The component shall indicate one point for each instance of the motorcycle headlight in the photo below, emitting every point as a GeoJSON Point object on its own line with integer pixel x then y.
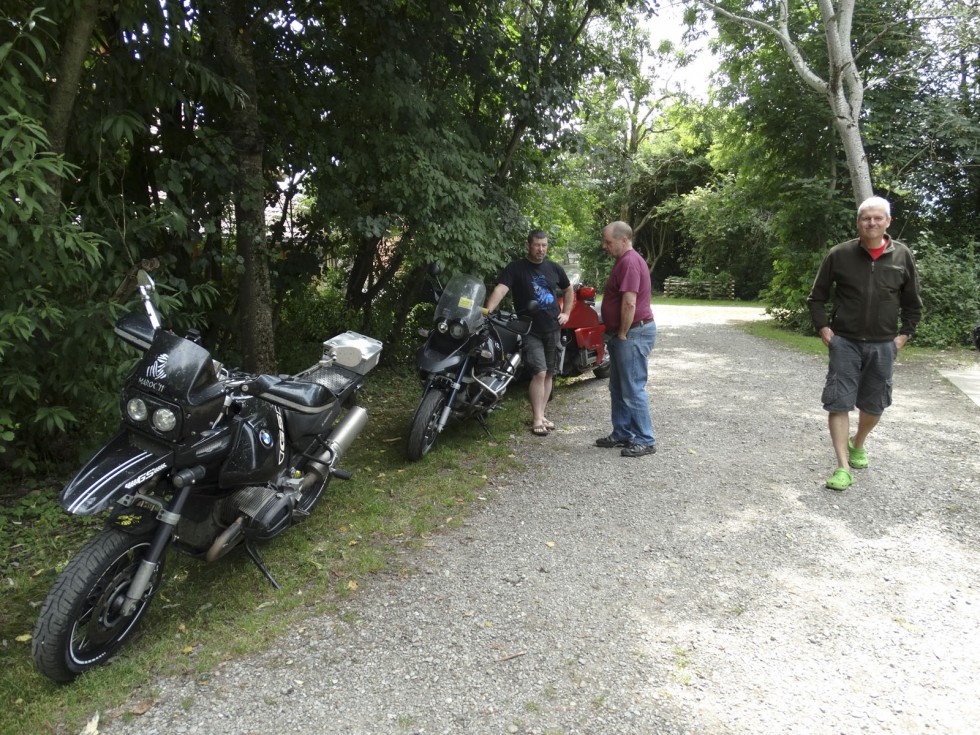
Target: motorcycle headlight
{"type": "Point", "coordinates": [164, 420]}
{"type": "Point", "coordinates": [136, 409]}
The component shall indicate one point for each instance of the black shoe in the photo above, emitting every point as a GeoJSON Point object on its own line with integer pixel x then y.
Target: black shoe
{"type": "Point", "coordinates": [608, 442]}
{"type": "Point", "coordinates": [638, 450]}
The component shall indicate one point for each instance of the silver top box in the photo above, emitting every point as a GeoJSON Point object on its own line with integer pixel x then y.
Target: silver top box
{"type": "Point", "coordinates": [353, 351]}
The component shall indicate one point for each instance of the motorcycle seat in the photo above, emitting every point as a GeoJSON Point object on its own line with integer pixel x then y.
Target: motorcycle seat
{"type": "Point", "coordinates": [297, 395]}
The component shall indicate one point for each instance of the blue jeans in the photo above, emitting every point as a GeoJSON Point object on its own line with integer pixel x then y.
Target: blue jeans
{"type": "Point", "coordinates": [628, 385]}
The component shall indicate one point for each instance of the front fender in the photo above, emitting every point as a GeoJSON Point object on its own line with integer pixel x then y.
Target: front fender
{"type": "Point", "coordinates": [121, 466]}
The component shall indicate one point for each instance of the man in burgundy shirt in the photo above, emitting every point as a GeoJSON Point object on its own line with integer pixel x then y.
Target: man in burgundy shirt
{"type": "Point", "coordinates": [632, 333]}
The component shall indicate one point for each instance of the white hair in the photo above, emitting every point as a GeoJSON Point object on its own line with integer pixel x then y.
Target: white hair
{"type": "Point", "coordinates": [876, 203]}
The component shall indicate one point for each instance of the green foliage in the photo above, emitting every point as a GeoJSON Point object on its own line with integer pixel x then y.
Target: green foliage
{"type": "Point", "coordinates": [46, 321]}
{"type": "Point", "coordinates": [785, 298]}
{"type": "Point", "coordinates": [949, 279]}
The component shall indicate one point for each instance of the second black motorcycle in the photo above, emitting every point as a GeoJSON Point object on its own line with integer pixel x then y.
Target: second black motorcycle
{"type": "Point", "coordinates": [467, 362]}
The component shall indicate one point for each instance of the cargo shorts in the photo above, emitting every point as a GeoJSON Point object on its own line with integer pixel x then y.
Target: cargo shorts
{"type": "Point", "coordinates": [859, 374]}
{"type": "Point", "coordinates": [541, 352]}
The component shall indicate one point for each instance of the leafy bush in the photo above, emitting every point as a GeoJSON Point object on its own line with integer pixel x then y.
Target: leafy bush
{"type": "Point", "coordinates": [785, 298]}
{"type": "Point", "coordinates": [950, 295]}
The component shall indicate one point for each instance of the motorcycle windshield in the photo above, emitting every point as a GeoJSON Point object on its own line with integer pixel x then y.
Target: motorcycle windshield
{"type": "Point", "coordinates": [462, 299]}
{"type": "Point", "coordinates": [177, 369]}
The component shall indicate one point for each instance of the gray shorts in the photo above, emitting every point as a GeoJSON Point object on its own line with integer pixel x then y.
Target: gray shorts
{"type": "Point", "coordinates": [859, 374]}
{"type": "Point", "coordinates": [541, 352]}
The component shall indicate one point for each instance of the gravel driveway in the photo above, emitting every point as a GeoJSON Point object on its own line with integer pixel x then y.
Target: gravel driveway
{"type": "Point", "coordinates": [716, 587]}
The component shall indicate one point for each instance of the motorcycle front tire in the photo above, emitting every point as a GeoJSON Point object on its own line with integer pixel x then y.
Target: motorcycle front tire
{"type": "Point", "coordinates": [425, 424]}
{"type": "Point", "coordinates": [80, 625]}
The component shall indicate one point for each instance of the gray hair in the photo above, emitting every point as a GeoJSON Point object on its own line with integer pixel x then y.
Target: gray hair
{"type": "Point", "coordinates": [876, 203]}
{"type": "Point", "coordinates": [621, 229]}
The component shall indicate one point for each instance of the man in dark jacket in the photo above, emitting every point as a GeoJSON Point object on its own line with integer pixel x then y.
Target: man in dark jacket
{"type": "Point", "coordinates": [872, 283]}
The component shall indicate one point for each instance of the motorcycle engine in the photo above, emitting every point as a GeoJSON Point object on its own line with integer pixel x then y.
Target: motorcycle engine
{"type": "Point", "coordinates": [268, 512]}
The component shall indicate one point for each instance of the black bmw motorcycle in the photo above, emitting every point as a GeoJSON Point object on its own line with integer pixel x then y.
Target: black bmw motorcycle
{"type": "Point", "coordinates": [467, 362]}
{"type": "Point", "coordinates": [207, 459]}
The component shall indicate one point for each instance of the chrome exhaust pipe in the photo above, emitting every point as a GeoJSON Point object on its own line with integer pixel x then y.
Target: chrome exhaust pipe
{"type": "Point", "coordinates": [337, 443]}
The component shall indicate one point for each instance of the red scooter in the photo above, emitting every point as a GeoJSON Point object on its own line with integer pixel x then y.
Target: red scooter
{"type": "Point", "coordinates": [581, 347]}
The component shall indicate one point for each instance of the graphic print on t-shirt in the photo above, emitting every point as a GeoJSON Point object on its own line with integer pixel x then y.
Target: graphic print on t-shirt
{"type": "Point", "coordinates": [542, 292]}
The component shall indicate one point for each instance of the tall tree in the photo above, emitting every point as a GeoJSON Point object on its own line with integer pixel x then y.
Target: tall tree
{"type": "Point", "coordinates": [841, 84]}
****
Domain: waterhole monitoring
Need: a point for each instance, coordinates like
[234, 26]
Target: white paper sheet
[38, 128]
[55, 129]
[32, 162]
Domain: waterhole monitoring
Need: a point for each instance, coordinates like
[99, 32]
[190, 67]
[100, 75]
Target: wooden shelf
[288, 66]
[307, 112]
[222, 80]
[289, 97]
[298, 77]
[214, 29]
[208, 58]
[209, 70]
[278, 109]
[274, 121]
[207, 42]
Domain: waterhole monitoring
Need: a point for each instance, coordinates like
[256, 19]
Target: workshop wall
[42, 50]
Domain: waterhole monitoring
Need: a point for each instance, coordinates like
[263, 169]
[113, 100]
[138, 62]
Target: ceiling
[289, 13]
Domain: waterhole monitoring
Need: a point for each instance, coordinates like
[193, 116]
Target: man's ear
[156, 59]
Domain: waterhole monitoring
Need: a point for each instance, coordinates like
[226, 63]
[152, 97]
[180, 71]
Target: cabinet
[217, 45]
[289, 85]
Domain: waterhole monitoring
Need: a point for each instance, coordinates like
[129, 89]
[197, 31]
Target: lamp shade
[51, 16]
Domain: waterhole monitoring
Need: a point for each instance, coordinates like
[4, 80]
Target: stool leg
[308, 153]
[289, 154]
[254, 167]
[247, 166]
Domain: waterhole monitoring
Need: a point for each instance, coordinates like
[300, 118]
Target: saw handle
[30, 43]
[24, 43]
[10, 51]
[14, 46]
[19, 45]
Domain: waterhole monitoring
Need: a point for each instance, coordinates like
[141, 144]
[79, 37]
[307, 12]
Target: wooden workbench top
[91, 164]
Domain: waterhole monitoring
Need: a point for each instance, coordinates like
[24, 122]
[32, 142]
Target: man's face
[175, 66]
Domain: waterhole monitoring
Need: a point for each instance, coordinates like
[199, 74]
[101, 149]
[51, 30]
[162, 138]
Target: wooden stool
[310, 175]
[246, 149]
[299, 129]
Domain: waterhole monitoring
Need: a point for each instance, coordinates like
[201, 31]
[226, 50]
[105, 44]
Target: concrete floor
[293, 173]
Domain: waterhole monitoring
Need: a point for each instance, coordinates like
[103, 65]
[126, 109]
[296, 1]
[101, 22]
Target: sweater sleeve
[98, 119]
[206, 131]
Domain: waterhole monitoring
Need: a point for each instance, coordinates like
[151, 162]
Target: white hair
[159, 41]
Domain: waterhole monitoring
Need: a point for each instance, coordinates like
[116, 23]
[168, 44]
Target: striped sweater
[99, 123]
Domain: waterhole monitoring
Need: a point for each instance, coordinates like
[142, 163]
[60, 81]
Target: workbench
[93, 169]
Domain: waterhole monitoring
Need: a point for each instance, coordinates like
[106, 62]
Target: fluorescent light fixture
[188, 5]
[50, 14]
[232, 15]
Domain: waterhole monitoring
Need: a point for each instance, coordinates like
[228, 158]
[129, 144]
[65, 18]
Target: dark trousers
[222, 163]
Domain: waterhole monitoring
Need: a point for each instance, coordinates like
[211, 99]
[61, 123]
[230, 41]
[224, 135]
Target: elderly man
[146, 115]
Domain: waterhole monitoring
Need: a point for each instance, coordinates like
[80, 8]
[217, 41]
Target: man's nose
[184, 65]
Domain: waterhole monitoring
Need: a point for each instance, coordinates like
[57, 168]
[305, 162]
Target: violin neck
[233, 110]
****
### Work item:
Working from the entries above, please transcribe only the lines from the line with "the motorcycle headlight" through the line with "the black shoe", exactly, with both end lines and without pictures.

### Response box:
The component shall indicate one point for each instance of the motorcycle headlight in the photo below, emitting every point as a GeoJSON Point object on its own line with integer pixel x then y.
Target: motorcycle headlight
{"type": "Point", "coordinates": [164, 420]}
{"type": "Point", "coordinates": [136, 409]}
The component shall indicate one point for each instance of the black shoe in the photo above, emitting every point as a GeoJSON Point object on its own line with integer pixel x then y.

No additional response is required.